Return, word for word, the lines starting with the one that contains "ground and report the position of each." and going on through the final line below. Leave the pictures out.

(Lines from a pointing dataset)
──────────
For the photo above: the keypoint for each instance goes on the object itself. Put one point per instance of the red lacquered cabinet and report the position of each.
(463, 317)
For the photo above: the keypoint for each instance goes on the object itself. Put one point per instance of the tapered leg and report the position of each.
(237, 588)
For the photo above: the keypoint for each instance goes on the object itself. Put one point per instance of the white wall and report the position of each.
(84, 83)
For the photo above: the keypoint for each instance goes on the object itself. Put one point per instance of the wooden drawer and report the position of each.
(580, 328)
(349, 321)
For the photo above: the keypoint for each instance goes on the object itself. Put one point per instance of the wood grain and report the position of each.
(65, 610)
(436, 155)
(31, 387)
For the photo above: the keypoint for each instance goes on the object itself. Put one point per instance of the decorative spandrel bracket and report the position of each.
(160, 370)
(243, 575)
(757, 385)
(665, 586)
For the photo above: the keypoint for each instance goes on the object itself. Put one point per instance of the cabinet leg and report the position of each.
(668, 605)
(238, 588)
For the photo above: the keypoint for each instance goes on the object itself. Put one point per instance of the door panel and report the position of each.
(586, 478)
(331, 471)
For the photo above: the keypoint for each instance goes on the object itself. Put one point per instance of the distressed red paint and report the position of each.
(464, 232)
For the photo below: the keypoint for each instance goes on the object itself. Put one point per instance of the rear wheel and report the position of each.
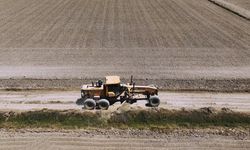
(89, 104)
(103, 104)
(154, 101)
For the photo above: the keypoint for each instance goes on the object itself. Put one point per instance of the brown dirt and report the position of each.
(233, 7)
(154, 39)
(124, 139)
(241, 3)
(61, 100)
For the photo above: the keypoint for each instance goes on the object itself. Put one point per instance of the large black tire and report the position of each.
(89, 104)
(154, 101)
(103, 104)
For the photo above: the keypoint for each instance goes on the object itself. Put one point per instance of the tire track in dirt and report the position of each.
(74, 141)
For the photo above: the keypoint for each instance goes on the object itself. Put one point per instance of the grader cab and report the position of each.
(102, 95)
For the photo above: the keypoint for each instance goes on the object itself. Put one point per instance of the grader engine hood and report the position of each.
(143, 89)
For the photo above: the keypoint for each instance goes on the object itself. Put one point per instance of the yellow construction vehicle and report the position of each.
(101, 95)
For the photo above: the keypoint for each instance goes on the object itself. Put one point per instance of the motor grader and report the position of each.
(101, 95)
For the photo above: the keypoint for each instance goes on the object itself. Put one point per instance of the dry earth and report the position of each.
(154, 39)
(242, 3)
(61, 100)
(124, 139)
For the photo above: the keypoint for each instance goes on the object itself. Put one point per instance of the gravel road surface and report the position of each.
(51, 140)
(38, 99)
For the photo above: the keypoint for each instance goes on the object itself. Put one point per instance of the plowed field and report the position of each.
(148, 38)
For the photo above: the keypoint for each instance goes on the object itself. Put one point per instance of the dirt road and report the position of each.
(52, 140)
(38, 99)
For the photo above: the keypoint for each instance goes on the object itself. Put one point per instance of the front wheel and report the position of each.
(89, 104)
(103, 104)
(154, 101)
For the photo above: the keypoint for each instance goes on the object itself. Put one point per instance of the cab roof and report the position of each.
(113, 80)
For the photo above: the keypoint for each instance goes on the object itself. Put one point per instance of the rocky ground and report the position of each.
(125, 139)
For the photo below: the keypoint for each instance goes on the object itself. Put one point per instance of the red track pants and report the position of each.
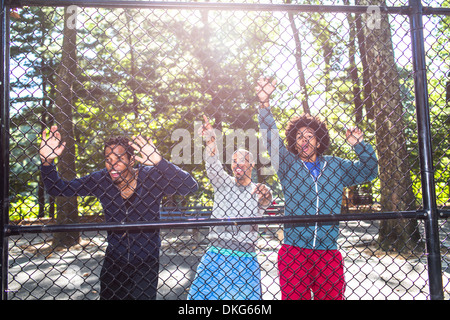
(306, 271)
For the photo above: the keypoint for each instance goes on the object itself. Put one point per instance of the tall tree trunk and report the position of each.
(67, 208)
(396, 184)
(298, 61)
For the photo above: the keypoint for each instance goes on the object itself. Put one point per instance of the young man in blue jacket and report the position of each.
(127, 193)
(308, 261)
──────────
**Task result:**
For the photo above: the keypoint for each instance goes on the object itself. Put one point per instance of the rocky ground and report the position of each.
(125, 139)
For the photo below: the keypoint for each instance goes on the object itself. Put one point per instance of the red track pants and report the position of each.
(306, 271)
For the photo above: the keypoint for each instance goes on the object itself. Put one point per instance of the tall tree trunk and report the position of each.
(67, 208)
(396, 184)
(298, 61)
For the photo above: the keypoint for each instance goes on the object itself. Put one point per instance of the young man in blue jacket and report the position of each.
(127, 193)
(308, 261)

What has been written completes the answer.